What this task involves: Using the listing below, set down exactly the lines starting at the line that contains "of the beach" and ending at the line that contains "man in blue", both included, and no others.

Raw data:
[Start of Attachment]
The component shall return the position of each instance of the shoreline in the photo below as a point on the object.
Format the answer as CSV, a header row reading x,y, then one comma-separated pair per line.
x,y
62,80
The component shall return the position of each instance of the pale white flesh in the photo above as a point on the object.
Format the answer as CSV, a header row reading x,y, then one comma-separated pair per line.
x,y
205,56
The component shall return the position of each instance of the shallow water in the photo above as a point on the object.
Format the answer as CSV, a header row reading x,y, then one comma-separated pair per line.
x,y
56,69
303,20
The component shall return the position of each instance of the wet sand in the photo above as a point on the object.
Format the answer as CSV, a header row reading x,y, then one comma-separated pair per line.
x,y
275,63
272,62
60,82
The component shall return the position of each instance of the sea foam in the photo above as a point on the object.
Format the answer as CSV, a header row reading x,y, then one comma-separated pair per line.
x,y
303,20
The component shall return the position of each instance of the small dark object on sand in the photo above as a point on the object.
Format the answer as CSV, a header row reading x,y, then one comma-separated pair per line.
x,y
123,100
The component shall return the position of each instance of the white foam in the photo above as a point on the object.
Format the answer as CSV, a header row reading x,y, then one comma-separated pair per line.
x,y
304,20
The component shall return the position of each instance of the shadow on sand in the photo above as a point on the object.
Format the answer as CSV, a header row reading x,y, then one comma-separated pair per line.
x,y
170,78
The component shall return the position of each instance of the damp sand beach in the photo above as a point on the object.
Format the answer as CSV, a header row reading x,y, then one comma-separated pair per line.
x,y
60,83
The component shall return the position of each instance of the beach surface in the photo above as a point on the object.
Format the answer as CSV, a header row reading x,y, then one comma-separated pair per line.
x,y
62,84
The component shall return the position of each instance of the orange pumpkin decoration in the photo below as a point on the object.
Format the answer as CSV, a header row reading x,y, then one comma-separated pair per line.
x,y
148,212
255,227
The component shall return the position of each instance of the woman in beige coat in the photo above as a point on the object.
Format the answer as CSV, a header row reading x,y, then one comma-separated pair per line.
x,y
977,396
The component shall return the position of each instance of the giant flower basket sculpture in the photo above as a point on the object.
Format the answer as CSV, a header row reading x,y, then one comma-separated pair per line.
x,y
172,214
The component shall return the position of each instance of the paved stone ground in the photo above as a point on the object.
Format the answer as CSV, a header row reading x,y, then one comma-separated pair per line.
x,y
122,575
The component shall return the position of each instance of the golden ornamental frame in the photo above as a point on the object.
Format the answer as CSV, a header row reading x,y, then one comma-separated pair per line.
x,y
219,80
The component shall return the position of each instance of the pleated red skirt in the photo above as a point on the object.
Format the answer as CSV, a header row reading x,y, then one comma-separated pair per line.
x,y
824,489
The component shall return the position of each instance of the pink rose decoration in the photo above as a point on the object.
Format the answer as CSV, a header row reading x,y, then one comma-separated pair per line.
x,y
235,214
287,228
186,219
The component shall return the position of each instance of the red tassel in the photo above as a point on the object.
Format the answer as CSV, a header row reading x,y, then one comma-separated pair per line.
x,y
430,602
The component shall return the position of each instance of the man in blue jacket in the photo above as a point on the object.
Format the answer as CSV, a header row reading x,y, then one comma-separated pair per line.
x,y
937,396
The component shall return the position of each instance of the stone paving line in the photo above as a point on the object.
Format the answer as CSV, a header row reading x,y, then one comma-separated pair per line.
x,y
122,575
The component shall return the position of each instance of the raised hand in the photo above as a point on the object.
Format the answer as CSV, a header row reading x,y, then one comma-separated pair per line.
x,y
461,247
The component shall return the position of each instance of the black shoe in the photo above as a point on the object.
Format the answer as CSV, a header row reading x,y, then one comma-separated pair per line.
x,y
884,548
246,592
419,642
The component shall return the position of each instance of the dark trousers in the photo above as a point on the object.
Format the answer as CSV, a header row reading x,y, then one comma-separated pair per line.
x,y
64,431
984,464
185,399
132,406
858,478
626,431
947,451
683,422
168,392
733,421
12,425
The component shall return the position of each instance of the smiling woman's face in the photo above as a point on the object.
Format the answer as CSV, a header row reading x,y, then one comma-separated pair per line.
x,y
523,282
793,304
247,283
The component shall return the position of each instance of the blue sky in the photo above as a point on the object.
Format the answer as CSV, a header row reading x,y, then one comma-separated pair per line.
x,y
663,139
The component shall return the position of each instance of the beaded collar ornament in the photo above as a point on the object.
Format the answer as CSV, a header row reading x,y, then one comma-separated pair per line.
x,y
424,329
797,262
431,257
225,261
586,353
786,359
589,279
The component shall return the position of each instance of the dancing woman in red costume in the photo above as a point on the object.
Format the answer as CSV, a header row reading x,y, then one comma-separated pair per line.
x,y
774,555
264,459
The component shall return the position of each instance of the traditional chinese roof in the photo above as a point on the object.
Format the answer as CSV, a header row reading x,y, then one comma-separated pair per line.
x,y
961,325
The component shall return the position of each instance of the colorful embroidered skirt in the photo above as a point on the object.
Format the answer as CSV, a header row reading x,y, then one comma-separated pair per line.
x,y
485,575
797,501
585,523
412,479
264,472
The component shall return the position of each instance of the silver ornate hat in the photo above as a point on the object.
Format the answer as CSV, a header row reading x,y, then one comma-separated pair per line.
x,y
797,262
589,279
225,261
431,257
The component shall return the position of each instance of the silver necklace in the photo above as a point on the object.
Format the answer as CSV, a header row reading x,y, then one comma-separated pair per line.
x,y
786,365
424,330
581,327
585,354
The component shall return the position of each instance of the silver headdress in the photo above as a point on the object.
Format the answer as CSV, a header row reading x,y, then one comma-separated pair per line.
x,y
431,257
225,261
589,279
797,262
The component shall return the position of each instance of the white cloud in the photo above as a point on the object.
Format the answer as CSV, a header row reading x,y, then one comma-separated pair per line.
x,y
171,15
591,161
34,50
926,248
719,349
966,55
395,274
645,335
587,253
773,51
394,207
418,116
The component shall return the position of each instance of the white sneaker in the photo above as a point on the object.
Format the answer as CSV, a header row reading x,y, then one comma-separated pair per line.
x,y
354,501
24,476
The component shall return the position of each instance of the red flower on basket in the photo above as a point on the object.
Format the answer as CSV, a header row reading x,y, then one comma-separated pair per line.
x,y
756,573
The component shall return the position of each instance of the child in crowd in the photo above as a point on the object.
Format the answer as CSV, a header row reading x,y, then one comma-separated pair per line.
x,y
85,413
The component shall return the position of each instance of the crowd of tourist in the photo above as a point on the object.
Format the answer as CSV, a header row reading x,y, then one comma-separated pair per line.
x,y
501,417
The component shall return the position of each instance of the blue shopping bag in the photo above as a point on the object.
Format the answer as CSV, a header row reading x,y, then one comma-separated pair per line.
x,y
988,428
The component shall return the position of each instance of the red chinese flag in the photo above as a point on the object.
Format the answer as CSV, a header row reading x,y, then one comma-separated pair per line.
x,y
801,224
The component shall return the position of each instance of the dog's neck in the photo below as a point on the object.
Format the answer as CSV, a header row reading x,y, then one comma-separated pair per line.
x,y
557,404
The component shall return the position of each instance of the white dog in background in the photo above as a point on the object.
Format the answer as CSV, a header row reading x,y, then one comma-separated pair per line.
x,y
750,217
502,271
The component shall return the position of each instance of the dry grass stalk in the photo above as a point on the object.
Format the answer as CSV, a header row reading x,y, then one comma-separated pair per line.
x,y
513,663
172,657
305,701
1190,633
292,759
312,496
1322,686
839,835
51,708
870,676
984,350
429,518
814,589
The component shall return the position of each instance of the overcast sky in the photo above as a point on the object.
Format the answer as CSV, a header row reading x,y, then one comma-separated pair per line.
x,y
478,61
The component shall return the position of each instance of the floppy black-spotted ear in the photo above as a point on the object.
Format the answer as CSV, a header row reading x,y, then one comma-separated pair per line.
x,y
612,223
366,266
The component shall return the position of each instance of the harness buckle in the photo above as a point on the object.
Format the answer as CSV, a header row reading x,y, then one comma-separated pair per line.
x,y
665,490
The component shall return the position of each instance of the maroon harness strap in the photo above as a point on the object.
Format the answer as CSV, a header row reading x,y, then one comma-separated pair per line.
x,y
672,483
[End of Attachment]
Result of the task:
The component shall return the position of each instance of the beach surface in the photo above as a point on the object.
Format the answer as CSV, a header row reading x,y, then one comma-separated pair per line.
x,y
62,84
The component shall return the position of each instance of the orange pumpkin decoration in the photo below as a point on the object.
Format the answer as CSV, a header row reading x,y, then one comma-separated pair per line.
x,y
148,212
255,227
The component shall return the position of each instance of the woman in beige coat in the photo above as a point on the object.
Format the answer as CSV, a header row reading x,y, then one comma-separated pair per line.
x,y
977,396
The component shall return the position of each instance of the giant flower basket sculpture in the photo above as a point on the object.
Format the answer as CSV, a header row reading x,y, then one comma-separated pair per line.
x,y
172,214
The component shall return the position of each instance of the paved stone ground in the photo above as a point on the object.
Format the answer as CSV, a header row reading x,y, then one comma-separated pair per line.
x,y
122,575
The component shall return the position of each instance of the golden ornamental frame in the photo above as a point on the object.
Format the answer as CSV, a header row reading x,y, then one comma-separated pair per line.
x,y
219,80
The component shall return the position of each instance of the pleated red skirt in the photo above as a point on the object.
Format the answer as CSV, a header row reading x,y, then one comma-separated pair per line.
x,y
824,489
The component shall return the position of each instance of the pink rose decoration in the photo above as a point on the object.
Format the answer as CSV, a header row reading x,y, then one comma-separated pair per line.
x,y
235,214
287,228
186,219
The component shall return the position of each instance of the red tassel in the photo above as a point on the object.
Format the answer as CSV, a header row reading x,y, then one comma-separated pair per line.
x,y
430,602
The component shall return the position of each instance of the man in blue jacket in the photo above as a point on the object.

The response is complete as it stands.